* [EXERCISE INSTRUCTIONS] Among the lines below, restate word for word only those from the line with "Please pick out the leaning" through the line with "Target: leaning tower of pisa", with both end lines kept.
+++
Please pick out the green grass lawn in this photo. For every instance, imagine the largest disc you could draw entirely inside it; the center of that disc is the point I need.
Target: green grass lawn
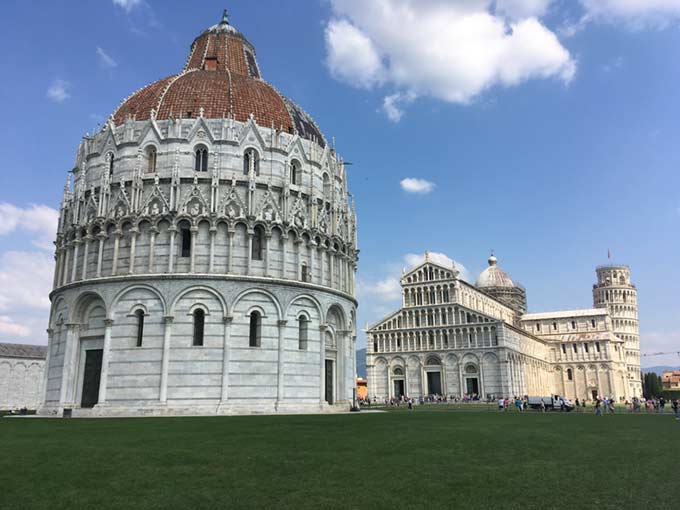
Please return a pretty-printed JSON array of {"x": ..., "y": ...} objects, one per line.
[{"x": 397, "y": 459}]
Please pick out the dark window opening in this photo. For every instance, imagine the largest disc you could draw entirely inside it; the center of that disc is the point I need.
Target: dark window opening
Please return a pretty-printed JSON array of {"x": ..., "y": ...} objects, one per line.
[
  {"x": 140, "y": 327},
  {"x": 199, "y": 327},
  {"x": 255, "y": 328},
  {"x": 302, "y": 333},
  {"x": 258, "y": 243},
  {"x": 201, "y": 164},
  {"x": 186, "y": 241}
]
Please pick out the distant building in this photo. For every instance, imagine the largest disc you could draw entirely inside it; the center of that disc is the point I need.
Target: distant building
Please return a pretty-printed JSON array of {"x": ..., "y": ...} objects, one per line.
[
  {"x": 454, "y": 338},
  {"x": 670, "y": 380},
  {"x": 362, "y": 388},
  {"x": 21, "y": 375},
  {"x": 206, "y": 252}
]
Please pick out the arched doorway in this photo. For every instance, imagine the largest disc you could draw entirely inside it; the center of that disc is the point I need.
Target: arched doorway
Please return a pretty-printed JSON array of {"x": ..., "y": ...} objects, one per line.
[
  {"x": 433, "y": 371},
  {"x": 89, "y": 351},
  {"x": 398, "y": 383},
  {"x": 471, "y": 379}
]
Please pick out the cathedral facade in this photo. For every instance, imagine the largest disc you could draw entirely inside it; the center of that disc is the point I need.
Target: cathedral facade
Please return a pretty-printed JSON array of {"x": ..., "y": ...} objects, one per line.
[
  {"x": 455, "y": 339},
  {"x": 206, "y": 252}
]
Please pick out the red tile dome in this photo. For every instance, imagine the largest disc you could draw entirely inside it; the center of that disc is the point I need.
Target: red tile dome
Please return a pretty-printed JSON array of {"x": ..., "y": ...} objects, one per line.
[{"x": 221, "y": 78}]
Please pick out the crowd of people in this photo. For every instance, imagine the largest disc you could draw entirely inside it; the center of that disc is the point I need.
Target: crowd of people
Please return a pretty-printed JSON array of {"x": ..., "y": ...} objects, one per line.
[{"x": 601, "y": 405}]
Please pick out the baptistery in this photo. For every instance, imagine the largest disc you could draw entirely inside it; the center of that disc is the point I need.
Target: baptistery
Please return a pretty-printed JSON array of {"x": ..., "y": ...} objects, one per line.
[{"x": 206, "y": 252}]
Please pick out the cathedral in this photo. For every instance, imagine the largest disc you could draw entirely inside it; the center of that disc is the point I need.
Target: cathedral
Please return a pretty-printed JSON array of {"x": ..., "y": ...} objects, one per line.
[
  {"x": 455, "y": 339},
  {"x": 206, "y": 253}
]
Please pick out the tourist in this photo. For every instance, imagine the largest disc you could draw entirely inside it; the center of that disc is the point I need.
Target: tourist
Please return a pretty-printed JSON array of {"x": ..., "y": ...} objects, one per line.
[{"x": 598, "y": 406}]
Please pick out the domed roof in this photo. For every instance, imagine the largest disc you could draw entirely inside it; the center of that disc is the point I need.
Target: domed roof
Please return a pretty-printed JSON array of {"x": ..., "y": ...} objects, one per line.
[
  {"x": 221, "y": 78},
  {"x": 494, "y": 276}
]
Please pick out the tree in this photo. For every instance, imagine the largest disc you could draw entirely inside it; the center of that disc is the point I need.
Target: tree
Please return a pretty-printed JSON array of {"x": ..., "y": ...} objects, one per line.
[{"x": 652, "y": 385}]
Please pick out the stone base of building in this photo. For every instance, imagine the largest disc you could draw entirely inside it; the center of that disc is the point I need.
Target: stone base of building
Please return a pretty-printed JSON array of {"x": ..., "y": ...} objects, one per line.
[{"x": 229, "y": 408}]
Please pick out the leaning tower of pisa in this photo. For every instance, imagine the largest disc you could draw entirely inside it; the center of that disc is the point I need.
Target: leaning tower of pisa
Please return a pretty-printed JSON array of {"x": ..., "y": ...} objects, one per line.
[{"x": 615, "y": 292}]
+++
* [RESPONSE TO THE TASK]
Please pick out the leaning tower of pisa in this photo. For every instance, imagine the largest disc you could draw entirely inside it; the center of that disc is the point I need.
Target: leaning tower of pisa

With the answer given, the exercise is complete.